_Given instruction_
Rewrite all the data below, swapping "visually impaired user" for "low-vision user" everywhere and keeping everything else the same. Leave out the pictures.
---------- Provided information ----------
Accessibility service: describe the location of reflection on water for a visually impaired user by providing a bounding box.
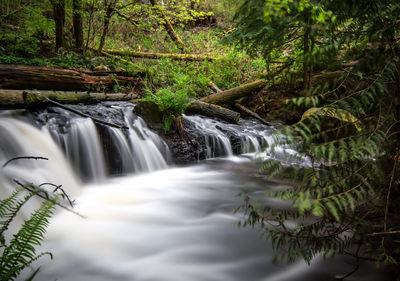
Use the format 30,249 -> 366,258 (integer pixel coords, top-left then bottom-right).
0,109 -> 391,281
29,159 -> 390,281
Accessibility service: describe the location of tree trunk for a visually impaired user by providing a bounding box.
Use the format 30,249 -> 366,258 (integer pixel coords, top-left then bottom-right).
72,0 -> 83,52
104,50 -> 214,61
0,89 -> 138,108
303,11 -> 311,90
200,79 -> 267,105
150,0 -> 185,53
0,64 -> 142,93
51,0 -> 65,51
186,101 -> 240,124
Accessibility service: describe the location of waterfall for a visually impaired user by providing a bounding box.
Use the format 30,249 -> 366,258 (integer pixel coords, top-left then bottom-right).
0,118 -> 80,202
34,103 -> 169,179
184,115 -> 273,158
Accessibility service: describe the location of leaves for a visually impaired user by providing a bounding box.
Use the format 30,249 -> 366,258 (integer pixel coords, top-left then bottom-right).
300,107 -> 361,132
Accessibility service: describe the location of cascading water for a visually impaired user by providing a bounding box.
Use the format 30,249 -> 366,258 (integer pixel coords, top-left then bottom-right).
184,115 -> 273,158
0,104 -> 389,281
34,103 -> 169,179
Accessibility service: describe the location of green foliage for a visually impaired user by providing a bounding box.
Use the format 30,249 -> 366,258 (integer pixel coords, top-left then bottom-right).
145,88 -> 189,132
239,1 -> 400,264
0,187 -> 58,281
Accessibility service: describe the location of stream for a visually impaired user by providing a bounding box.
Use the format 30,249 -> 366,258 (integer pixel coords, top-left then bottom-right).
0,103 -> 393,281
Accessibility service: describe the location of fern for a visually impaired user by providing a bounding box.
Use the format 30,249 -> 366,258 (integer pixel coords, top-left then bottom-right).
0,185 -> 59,281
238,1 -> 400,263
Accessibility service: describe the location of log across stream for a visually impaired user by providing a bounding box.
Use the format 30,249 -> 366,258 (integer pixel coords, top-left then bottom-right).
0,102 -> 390,281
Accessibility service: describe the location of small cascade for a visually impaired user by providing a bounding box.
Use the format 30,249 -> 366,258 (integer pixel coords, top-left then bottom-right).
43,118 -> 106,181
33,103 -> 169,182
124,109 -> 168,172
0,118 -> 80,201
184,116 -> 273,158
184,115 -> 233,158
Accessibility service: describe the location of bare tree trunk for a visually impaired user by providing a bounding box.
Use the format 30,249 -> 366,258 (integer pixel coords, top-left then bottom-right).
303,11 -> 311,90
200,79 -> 267,105
97,0 -> 118,53
51,0 -> 65,50
72,0 -> 83,52
150,0 -> 185,52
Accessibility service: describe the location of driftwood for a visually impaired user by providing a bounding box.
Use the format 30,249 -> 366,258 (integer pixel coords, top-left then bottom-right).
208,82 -> 223,93
200,80 -> 267,105
104,49 -> 214,61
235,103 -> 270,125
0,89 -> 138,108
0,64 -> 142,92
186,101 -> 240,124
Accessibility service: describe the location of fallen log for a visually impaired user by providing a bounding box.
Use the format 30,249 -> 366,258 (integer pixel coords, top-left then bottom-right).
235,103 -> 271,125
186,101 -> 240,124
200,79 -> 267,105
104,49 -> 215,61
0,64 -> 142,92
150,0 -> 185,53
0,89 -> 138,108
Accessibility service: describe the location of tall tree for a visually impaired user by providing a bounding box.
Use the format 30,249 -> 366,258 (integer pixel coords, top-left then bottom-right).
72,0 -> 83,52
98,0 -> 118,53
51,0 -> 65,50
150,0 -> 185,52
236,0 -> 400,270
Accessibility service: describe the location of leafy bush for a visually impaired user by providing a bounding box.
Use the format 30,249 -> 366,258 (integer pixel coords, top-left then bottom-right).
0,186 -> 58,281
145,88 -> 189,131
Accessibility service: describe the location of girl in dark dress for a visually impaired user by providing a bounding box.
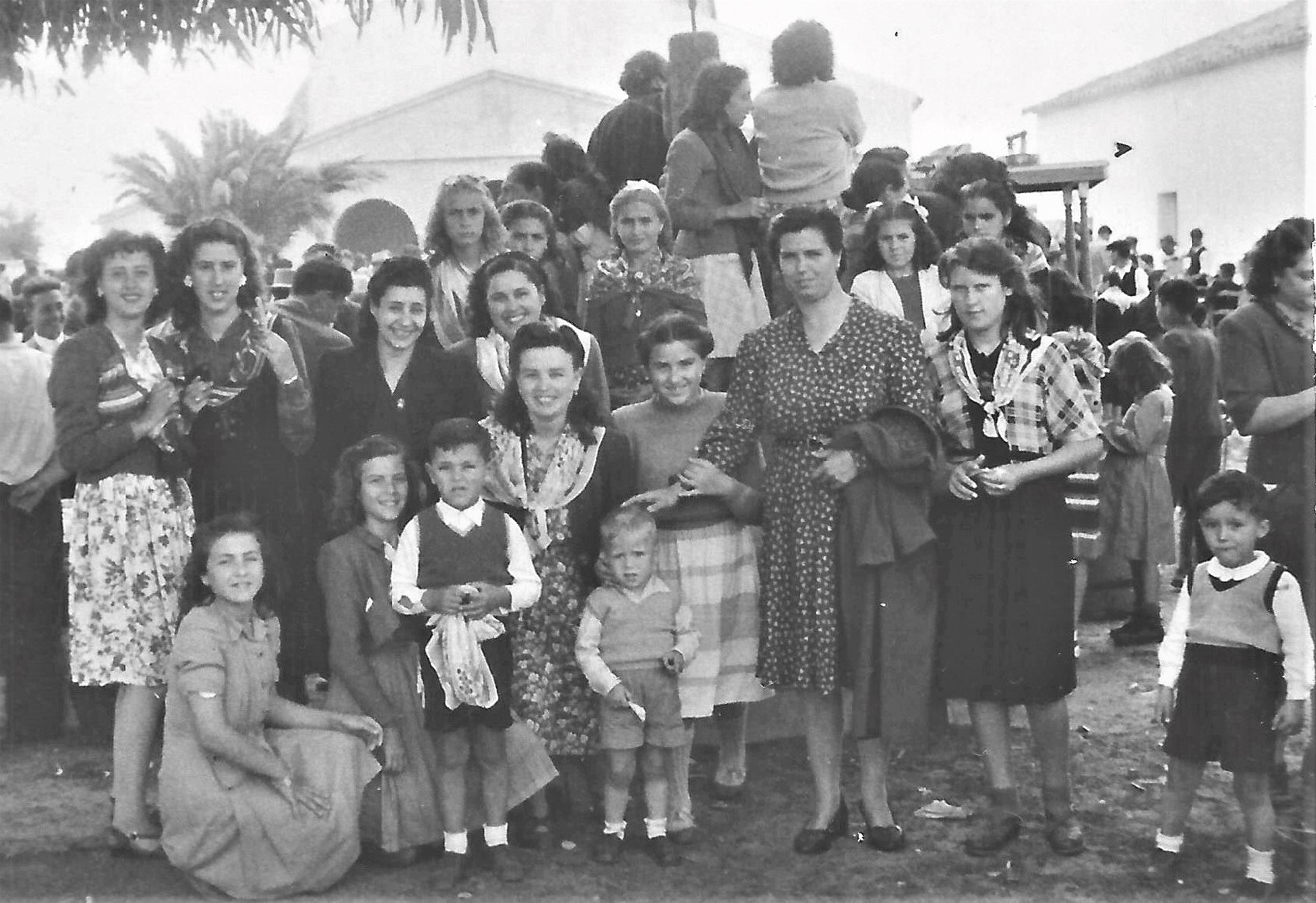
----------
_Exercise output_
Accessibility service: describe the location of reflection on water for a low-vision user by providing a bounding box.
Use the format 30,249 -> 366,258 (integer pixel coords, top-left then bottom-right).
0,109 -> 391,281
29,159 -> 390,281
Accessibility service: describe the location of tree trunk for a low-vision user by providing a bounding box.
Use the format 30,249 -> 366,258 (integer pixel coords, top-left then bottom-right).
72,0 -> 83,52
104,50 -> 214,61
0,89 -> 138,108
303,11 -> 311,90
200,79 -> 267,105
150,0 -> 185,53
0,64 -> 142,93
51,0 -> 65,51
186,101 -> 240,124
Accessibility service: describe the location of waterfall for a low-vision user by providing a bounding box.
Use the format 30,249 -> 366,258 (integer pixel coords, top-left then bottom-right).
0,118 -> 80,202
34,103 -> 169,179
184,115 -> 273,158
Accessibility service: describe the location of leaves for a low-vision user by providing a bounding box.
Use the format 30,249 -> 366,258 (integer pixel coords, top-left then bottom-right).
300,107 -> 361,132
Accessibility service: describe the location of cascading water for a low-vision user by providing a bounding box.
Use the format 30,249 -> 366,258 (integer pixel coords, top-left then bottom-right).
184,115 -> 273,158
0,104 -> 389,281
34,103 -> 169,179
Accessibility service: describe the location of green foliage for a low-vision user by providing a bounding box.
Use the format 30,249 -> 366,258 (integer pixel coords, top-left then bottom-right).
145,88 -> 189,132
239,1 -> 400,264
0,187 -> 58,281
Accessibility service: describe the location of stream for a low-vision user by providing a bounding box.
Use the format 30,249 -> 366,258 (integer pixel coords, top-left then bottom-right).
0,103 -> 393,281
Accessibility service: describe the location of fern for a low-vision user by providing a bounding box.
Use the format 30,249 -> 366,258 (integer pixel coords, top-left then bottom-right).
0,185 -> 59,281
238,1 -> 400,263
Accessibility service: describe the location of log across stream for a low-vision user by providing a bounding box.
Use the format 30,249 -> 366,258 (integer pixel coords, top-left then bottom-right).
0,102 -> 390,281
Accessibility service: describe the location of small cascade for a low-vision user by providing a bounding box.
Use the format 30,249 -> 366,258 (integer pixel coords, top-left then bottom-right).
43,118 -> 106,181
33,103 -> 169,182
124,109 -> 168,172
0,118 -> 80,201
184,116 -> 273,158
184,115 -> 233,158
Accessibility service: describe the location of bare tree trunk for a low-vision user by providing a bounding box.
Use the format 30,249 -> 366,258 (integer pixel coords, top-left then bottom-right).
303,11 -> 311,90
200,79 -> 267,105
97,0 -> 118,53
51,0 -> 65,50
72,0 -> 83,52
150,0 -> 185,52
Accessibility service: describe the location of driftwood for a low-vision user by providing a bounding box.
Use the format 30,249 -> 366,258 (integer pixel coords, top-left then bottom-right).
208,82 -> 223,93
200,80 -> 267,105
104,49 -> 214,61
235,103 -> 270,125
0,89 -> 138,108
0,64 -> 142,92
186,101 -> 240,124
Accessibility service: describe the location of fallen log for a low-vision user by providing a bounding box.
Use the format 30,249 -> 366,258 (integer pixel coords, top-left then bottom-right).
235,103 -> 271,125
186,101 -> 240,124
200,79 -> 267,105
104,49 -> 215,61
0,64 -> 142,92
150,0 -> 185,53
0,89 -> 138,108
Accessibility service: describe the location of tall tree for a low-vision user by providing a bounding box.
Use the format 30,249 -> 366,258 (integer pixel coords, top-left then bottom-right).
72,0 -> 83,52
98,0 -> 118,53
51,0 -> 65,50
150,0 -> 185,52
236,0 -> 400,270
Accessibility service: describe the location of leafy bush for a low-vision user by providing a bounding box.
Use the format 30,249 -> 366,258 (integer pixel coords, top-left then bottom-right).
0,186 -> 58,281
145,88 -> 189,131
Accessibility service: describe the location of girl in dark dress for a low-vision user by providing a bounding box.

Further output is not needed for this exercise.